▶ **Task to complete**
Every entry, from the first to the last, should be written out exactly.

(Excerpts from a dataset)
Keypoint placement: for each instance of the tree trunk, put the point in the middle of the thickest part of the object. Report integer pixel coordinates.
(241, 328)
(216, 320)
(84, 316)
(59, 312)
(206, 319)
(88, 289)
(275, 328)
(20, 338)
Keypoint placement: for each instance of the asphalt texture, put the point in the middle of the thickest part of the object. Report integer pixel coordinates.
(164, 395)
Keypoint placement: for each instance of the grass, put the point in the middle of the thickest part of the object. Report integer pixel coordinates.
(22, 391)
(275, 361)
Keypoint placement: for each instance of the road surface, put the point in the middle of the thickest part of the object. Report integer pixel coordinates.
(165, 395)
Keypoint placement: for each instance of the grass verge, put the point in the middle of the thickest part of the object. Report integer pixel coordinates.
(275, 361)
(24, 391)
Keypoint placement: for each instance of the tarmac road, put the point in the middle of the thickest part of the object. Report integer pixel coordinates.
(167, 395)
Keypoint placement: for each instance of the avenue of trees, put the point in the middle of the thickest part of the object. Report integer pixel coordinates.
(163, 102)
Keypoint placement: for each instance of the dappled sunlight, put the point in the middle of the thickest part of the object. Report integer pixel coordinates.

▶ **Written response**
Keypoint placement: for each instance of the tree trunk, put the point in the middle of the thickest part of the object. Report integer pixel coordinates.
(241, 328)
(216, 320)
(84, 316)
(59, 312)
(206, 319)
(88, 289)
(275, 328)
(20, 338)
Keypoint placement: for each instance of the asphalt texture, put the point in the middle of the thickest part of the object. Report integer pixel coordinates.
(164, 395)
Keypoint placement: for each instance of the grass, put the point in the middle of the thickest part of the object. Report integer pixel coordinates.
(22, 391)
(275, 361)
Keypoint placement: for each instance of the road surface, put the point in the middle of the thickest part of the object. Report integer pixel coordinates.
(165, 395)
Keypoint placement: for each instance of the grass verge, put the point in the middle of the thickest part of the object. Report integer pixel coordinates.
(275, 361)
(24, 391)
Keypoint placement: for each instance of the tarmac road, put the point in the middle of the thickest part of the object. Report integer pixel coordinates.
(167, 395)
Keypoint placement: for each instance of the avenue of trees, put the point in the middle of the thickest part of the object. Report integer pixel coordinates.
(163, 102)
Keypoint placement: for each instance of the dappled sunlight, put the point in the middle of the thickest part of the object. Report integer pixel coordinates.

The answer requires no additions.